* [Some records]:
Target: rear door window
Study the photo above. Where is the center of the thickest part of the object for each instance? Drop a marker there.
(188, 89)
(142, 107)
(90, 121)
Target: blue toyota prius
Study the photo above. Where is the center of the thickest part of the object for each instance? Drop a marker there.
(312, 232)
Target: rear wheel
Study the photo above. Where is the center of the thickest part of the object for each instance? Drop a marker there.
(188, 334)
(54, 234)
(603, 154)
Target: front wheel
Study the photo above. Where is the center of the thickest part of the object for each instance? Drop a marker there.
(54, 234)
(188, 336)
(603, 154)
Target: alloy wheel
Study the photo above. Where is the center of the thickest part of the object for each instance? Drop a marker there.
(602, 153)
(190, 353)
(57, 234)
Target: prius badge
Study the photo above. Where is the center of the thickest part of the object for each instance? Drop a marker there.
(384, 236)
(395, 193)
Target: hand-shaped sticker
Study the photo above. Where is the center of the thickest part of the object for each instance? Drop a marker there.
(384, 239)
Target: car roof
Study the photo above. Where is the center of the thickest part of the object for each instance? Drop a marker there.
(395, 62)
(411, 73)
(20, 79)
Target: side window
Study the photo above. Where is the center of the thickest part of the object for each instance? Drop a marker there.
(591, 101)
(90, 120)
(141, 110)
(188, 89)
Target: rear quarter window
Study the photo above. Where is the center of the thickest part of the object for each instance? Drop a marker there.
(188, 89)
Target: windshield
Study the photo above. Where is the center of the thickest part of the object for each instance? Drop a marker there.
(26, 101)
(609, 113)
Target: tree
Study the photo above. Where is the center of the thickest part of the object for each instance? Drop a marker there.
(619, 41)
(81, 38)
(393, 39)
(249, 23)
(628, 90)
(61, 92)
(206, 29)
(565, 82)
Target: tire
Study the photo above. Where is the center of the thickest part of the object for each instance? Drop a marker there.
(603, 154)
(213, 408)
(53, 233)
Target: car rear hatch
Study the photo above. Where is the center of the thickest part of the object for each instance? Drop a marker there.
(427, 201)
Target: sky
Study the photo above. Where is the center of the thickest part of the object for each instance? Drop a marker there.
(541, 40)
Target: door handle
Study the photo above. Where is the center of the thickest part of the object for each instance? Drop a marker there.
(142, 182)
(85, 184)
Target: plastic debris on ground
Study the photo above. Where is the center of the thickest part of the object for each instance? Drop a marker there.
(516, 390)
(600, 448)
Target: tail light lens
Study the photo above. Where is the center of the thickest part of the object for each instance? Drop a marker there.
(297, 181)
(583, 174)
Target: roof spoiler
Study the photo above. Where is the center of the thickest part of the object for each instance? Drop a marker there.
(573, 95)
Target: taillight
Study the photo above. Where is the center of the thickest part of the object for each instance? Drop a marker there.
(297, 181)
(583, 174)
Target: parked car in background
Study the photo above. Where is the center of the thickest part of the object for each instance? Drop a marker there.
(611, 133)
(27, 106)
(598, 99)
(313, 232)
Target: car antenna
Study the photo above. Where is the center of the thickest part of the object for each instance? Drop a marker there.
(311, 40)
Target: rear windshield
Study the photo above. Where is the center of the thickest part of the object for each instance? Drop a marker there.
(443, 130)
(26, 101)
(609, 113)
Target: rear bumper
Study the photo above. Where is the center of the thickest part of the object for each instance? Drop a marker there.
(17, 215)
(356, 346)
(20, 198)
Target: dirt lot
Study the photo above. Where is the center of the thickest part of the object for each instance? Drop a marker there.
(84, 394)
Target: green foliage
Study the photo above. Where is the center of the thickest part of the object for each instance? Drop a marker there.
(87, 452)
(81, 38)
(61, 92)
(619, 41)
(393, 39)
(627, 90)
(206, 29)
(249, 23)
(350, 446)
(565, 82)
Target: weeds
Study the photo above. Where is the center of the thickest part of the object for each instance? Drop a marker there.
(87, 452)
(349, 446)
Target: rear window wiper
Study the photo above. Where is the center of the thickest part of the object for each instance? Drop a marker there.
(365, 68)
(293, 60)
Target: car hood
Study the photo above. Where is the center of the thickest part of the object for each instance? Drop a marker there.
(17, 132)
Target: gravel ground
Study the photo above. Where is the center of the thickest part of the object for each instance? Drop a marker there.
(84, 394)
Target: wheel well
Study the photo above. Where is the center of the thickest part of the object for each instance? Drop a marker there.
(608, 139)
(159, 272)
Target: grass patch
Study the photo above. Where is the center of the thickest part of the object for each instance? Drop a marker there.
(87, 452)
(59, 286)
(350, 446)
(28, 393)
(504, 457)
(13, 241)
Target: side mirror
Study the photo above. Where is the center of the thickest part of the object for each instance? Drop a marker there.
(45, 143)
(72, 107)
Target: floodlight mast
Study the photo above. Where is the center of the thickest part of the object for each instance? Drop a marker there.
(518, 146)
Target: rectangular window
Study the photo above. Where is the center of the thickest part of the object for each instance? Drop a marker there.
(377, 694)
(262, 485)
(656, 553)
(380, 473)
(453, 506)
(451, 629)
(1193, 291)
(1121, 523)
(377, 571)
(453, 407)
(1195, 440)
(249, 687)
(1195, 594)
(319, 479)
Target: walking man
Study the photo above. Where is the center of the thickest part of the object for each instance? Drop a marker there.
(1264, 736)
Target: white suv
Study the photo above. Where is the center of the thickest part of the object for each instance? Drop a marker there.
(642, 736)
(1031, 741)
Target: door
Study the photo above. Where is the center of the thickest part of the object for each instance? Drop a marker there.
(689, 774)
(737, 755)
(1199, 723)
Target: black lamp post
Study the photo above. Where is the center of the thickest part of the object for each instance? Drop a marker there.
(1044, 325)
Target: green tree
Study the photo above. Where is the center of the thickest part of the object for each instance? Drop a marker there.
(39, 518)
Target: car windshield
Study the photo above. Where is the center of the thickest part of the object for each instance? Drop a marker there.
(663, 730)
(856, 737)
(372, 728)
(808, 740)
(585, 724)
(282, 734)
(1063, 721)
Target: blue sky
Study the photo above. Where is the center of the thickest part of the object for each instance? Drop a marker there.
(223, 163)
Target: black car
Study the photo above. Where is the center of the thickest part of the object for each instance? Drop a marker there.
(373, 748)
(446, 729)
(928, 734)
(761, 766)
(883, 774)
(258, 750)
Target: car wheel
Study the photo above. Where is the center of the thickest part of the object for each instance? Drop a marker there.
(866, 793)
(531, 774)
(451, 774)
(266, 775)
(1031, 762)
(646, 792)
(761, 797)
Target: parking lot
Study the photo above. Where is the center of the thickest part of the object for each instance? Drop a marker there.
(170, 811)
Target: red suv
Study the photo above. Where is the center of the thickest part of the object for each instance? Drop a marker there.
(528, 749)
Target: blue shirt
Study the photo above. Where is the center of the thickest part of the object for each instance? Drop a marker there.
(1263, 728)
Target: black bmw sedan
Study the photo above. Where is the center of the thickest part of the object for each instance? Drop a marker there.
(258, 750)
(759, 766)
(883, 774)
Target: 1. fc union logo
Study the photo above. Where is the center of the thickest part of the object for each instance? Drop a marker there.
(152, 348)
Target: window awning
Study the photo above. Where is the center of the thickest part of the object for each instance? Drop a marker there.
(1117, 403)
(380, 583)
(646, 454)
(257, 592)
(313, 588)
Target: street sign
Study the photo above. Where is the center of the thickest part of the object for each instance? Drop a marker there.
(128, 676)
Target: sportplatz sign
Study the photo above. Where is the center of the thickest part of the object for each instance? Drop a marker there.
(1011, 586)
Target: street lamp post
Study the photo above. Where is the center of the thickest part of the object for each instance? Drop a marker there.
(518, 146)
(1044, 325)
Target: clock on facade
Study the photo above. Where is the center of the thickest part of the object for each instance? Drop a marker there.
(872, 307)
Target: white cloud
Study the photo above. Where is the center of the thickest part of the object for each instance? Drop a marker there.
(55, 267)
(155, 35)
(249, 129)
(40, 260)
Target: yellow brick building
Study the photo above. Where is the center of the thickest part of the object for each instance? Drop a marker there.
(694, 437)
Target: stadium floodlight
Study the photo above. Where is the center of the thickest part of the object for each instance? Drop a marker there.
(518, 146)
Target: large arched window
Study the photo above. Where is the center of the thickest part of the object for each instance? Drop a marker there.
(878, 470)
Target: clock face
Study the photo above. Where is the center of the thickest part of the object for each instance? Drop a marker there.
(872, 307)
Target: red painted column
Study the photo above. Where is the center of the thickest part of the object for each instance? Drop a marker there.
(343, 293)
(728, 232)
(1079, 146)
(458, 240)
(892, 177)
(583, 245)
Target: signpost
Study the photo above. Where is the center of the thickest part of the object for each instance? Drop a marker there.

* [Your instructions]:
Copy the records above verbatim, from the line with "Target: side mirror" to the line with "(1264, 736)", including both of those lines.

* [Exercise solution]:
Target: side mirror
Study the photo above. Where is the center of the thickest part of the object for each instance? Drop a marker there.
(45, 143)
(72, 107)
Target: floodlight mast
Study the photo above. Where is the center of the thickest part of the object for each instance? Drop a marker there.
(518, 146)
Target: rectangular window
Study the photo above. Where is the center of the thickest part of the object for each instance? Drop a marker there.
(377, 694)
(262, 485)
(656, 553)
(380, 473)
(453, 506)
(451, 629)
(1193, 291)
(1121, 523)
(377, 571)
(453, 407)
(1195, 440)
(249, 687)
(1195, 594)
(319, 479)
Target: walking man
Study the photo above. Where is the center of the thickest part of the object for each instance? Drop a marker there.
(1264, 736)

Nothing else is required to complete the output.